TO DO
Copy out every line exactly as given.

* * * * * * * * *

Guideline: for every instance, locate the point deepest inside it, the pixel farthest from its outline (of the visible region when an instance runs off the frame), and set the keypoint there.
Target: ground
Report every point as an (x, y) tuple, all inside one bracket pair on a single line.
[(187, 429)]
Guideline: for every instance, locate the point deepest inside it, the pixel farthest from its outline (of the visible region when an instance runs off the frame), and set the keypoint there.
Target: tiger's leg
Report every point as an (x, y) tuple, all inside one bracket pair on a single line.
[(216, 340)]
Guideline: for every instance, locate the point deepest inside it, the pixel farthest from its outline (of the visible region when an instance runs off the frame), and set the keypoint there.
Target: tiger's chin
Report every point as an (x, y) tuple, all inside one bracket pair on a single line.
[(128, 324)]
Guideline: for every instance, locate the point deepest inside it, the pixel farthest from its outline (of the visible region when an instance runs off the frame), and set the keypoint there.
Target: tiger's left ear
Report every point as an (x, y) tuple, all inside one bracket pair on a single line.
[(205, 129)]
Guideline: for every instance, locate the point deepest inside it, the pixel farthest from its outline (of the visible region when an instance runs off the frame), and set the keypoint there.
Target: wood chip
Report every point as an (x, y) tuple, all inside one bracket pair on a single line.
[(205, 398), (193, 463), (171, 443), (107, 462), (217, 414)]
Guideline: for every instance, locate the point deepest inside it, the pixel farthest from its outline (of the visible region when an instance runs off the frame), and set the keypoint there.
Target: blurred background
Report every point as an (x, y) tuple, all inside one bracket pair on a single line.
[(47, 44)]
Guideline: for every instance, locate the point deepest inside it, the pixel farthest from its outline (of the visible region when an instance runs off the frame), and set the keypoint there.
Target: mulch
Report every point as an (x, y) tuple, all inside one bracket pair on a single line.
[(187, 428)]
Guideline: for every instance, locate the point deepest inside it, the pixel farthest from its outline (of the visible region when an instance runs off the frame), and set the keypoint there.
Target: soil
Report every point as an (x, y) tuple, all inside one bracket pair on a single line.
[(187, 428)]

* * * * * * * * *

SOLUTION FOR THIS PROBLEM
Guideline: for every instance, locate the point deepest inside it, the pixel farthest from its outline (of the visible region when an instance runs off the frame), and set the keypoint there.
Target: ground
Report every point as an (x, y) tuple, all inside one bracket pair on a single line.
[(187, 429)]
Guideline: for every instance, locate the point deepest inside it, the pixel farthest from its outline (of the visible region when an instance runs off the frame), and set the keypoint there.
Target: tiger's leg
Report every point as an (x, y) tuple, all inside one bracket pair on a single line.
[(216, 340)]
Guideline: for every instance, locate the point deepest inside it, the pixel farthest from its outline (of the visible region when an instance runs off the frame), and set the keypoint there.
Target: tiger's chin
Report every point as an (x, y) tuple, all inside one bracket pair on a single line.
[(128, 324)]
Guideline: for every instance, locate the point deepest inside it, the pixel farthest from its outline (of the visible region when an instance runs off the frame), and set the keypoint there.
Target: tiger's left ear
Report every point as an (x, y) tuple, all inside one bracket pair on a single line.
[(205, 129)]
Guideline: for every instance, locate the point deepest inside it, the pixel farthest from its outline (of the visible region when an instance runs off the frame), and set the keypoint there.
Target: wood chip
Report every point as an (x, y) tuple, all inside one bracket pair on a single line.
[(205, 398), (193, 463), (171, 443), (107, 462), (217, 414)]
Guideline: for every instance, locate the point deepest inside it, the pixel farthest from its outline (of the visible region when an instance runs off the frame), and set the keypoint there.
Target: blurred background
Report every point as an (x, y) tuple, all inside one bracket pair on a single line.
[(47, 44)]
Guideline: for every instance, locate the point deepest inside it, the pixel farthest from its outline (of the visible region when an instance runs off the frame), and set the keypoint there.
Target: mulch
Report every point as an (x, y) tuple, all inside one bracket pair on a single line.
[(187, 428)]
Guideline: for every instance, locate the point deepest inside it, the pixel farthest from its outline (of the visible region when an instance runs off the frame), and set the keypoint there.
Target: soil
Report every point as an (x, y) tuple, all inside one bracket pair on a single line.
[(187, 428)]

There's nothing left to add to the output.